AUTO_INCREMENT for BDB Tables

The BDB storage engine has the following AUTO_INCREMENT characteristics:

  • The initial sequence value cannot be set with an AUTO_INCREMENT = n table option in the CREATE TABLE statement, nor can it be modified using that option with ALTER TABLE.

  • Values that are deleted from the top of the sequence are reused.

  • Composite indexes can be used to generate multiple independent sequences within a table. The AUTO_INCREMENT column must be the final column named in the index. Values deleted from the top of each individual sequence are reused, just as for single-column sequences.

Issues to Consider with AUTO_INCREMENT Columns

You should keep the following points in mind to avoid being surprised when you use AUTO_INCREMENT columns:

  • Although it is common to use the term "AUTO_INCREMENT column," AUTO_INCREMENT is not a data type; it's a data type attribute. Furthermore, AUTO_INCREMENT is an attribute intended for use only with integer types. Older versions of MySQL are lax in enforcing this constraint and will let you define a data type such as CHAR with the AUTO_INCREMENT attribute. However, only the integer types work correctly as AUTO_INCREMENT columns.

  • The primary purpose of the AUTO_INCREMENT mechanism is to allow you to generate a sequence of positive integers. The use of non-positive numbers in an AUTO_INCREMENT column is unsupported. Consequently, you may as well define AUTO_INCREMENT columns to be UNSIGNED. Using UNSIGNED also has the advantage of giving you twice as many sequence numbers before you hit the upper end of the data type's range.

  • Don't be fooled into thinking that adding AUTO_INCREMENT to a column definition is a magic way of getting an unlimited sequence of numbers. It's not; AUTO_INCREMENT sequences are always bound by the range of the underlying data type. For example, if you use a TINYINT column, the maximum sequence number is 127. When you reach that limit, your application begins to fail with duplicate-key errors. If you use TINYINT UNSIGNED instead, you reach the limit at 255.

####################

* _TASKS TO CARRY OUT_
A - Set down the stretch of the AUTO_INCREMENT notes from "AUTO_INCREMENT for BDB" through "for single-column sequences.", word for word.
B - Do these statements agree with the AUTO_INCREMENT notes? Answer yes or no for each, quoting the deciding words: (i) In the BDB storage engine, values deleted from the top of the sequence are reused. (ii) Non-positive numbers are supported in an AUTO_INCREMENT column. (iii) A TINYINT UNSIGNED column reaches its sequence limit at 127.

* _EXTRACTED MATERIAL_
####################

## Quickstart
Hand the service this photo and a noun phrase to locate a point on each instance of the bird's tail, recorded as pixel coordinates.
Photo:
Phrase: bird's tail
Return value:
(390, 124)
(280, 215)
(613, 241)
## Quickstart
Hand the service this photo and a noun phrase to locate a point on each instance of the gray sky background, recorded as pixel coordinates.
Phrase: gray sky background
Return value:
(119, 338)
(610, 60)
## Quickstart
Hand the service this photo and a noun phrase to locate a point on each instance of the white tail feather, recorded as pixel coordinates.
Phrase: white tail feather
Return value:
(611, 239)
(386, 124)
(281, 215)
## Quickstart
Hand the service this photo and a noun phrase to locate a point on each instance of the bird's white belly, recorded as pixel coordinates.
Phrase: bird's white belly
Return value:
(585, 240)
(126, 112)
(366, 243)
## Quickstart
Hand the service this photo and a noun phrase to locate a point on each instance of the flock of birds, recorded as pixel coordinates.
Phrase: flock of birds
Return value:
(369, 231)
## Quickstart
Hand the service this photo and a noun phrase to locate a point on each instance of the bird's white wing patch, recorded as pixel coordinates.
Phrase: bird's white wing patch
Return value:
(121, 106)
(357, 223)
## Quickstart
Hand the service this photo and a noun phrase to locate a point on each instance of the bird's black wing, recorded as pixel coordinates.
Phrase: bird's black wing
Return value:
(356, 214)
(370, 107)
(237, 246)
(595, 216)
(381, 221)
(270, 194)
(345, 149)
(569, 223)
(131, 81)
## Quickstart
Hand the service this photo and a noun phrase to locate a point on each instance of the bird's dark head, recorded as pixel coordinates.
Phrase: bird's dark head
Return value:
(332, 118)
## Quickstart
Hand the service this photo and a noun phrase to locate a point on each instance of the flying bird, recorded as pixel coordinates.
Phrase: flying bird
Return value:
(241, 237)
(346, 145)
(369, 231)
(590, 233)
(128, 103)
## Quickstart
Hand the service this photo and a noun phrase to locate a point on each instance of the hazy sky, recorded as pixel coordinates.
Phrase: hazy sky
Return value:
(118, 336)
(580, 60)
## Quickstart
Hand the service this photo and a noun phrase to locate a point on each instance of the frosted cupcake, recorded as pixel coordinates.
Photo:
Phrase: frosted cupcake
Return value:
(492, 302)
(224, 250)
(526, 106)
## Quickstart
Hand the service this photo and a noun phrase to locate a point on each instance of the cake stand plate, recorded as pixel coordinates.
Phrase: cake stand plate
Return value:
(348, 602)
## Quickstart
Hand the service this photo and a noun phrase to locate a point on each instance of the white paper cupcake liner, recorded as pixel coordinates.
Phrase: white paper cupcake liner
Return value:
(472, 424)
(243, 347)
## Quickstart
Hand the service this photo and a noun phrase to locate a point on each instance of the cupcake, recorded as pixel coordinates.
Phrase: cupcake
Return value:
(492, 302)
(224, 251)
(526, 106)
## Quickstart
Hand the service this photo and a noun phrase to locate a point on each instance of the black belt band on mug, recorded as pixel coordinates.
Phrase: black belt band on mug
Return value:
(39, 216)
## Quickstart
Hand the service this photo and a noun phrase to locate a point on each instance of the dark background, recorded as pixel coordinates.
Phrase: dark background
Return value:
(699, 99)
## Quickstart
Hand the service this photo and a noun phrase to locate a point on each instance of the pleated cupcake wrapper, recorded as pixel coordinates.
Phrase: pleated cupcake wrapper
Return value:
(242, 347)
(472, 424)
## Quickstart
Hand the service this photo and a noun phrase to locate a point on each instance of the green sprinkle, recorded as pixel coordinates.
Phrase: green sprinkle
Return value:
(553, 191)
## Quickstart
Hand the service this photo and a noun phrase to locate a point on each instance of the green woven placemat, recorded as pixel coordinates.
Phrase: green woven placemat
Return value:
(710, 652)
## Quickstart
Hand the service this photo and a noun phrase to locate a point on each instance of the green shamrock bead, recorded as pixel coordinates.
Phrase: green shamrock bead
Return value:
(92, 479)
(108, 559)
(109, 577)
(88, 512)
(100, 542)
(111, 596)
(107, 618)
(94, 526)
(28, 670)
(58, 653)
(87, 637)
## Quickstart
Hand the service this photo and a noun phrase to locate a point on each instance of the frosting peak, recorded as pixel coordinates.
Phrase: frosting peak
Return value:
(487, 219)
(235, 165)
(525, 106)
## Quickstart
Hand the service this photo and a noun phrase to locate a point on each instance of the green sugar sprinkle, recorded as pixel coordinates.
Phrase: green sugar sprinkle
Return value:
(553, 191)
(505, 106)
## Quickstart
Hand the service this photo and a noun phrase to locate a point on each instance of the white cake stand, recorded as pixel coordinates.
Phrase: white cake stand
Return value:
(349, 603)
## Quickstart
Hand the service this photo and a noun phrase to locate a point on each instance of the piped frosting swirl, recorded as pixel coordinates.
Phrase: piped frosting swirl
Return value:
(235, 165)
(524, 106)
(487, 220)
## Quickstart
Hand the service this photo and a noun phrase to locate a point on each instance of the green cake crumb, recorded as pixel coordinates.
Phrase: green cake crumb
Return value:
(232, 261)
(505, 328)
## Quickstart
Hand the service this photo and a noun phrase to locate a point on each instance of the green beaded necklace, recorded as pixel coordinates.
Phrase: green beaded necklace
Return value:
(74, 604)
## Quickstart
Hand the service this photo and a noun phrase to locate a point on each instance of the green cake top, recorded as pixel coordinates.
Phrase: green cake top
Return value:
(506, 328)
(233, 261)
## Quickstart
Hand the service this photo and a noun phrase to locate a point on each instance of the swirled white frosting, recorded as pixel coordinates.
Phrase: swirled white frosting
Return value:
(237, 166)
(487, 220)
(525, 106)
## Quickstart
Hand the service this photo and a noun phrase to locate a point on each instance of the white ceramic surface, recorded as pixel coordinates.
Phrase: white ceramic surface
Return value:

####################

* _TASK ANSWERS_
A -
AUTO_INCREMENT for BDB Tables

The BDB storage engine has the following AUTO_INCREMENT characteristics:

  • The initial sequence value cannot be set with an AUTO_INCREMENT = n table option in the CREATE TABLE statement, nor can it be modified using that option with ALTER TABLE.

  • Values that are deleted from the top of the sequence are reused.

  • Composite indexes can be used to generate multiple independent sequences within a table. The AUTO_INCREMENT column must be the final column named in the index. Values deleted from the top of each individual sequence are reused, just as for single-column sequences.

B -
(i) Yes: "Values that are deleted from the top of the sequence are reused."
(ii) No: "The use of non-positive numbers in an AUTO_INCREMENT column is unsupported."
(iii) No: "If you use TINYINT UNSIGNED instead, you reach the limit at 255."